*What is required*:
Only lines that contain the string "form" should be returned from the material below.
(Records supplied begins)
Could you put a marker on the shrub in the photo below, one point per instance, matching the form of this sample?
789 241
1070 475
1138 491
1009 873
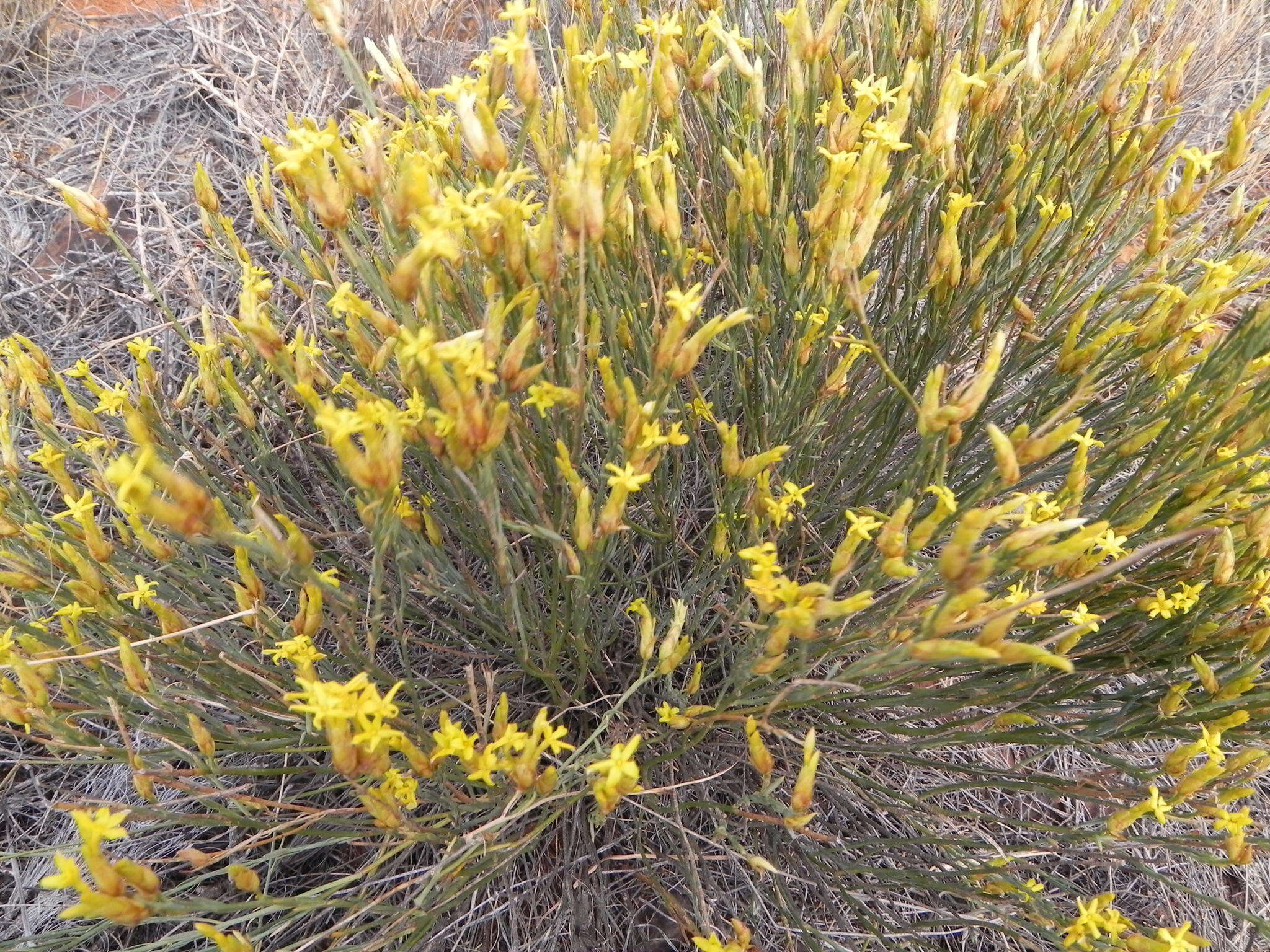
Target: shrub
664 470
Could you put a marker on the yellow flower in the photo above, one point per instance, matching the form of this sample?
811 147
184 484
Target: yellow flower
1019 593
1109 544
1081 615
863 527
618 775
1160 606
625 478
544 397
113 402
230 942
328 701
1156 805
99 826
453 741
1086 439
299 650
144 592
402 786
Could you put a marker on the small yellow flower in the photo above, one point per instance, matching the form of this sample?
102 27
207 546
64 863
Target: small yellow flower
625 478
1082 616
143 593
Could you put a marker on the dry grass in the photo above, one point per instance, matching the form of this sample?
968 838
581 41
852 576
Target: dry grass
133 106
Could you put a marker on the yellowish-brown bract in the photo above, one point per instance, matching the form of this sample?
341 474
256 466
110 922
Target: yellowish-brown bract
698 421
(Records supplied ends)
*Solved problem*:
Could you put a marker on the shrub in the photo below, one point per instance, matching the form of this sample?
Could you put a marker on the yellow flower in the photo above, one point per instance, matching the form of this sample?
Could you put a marker on the small yellow flower in the photo above, one point per instance, matching the form of this sample?
Could you put a marker on the dry grass in the photo above, one point per instance, matching the form of this sample?
Could you put a marker on the yellowish-brown bract in the photo above, one point per instance, matching the form of this sample?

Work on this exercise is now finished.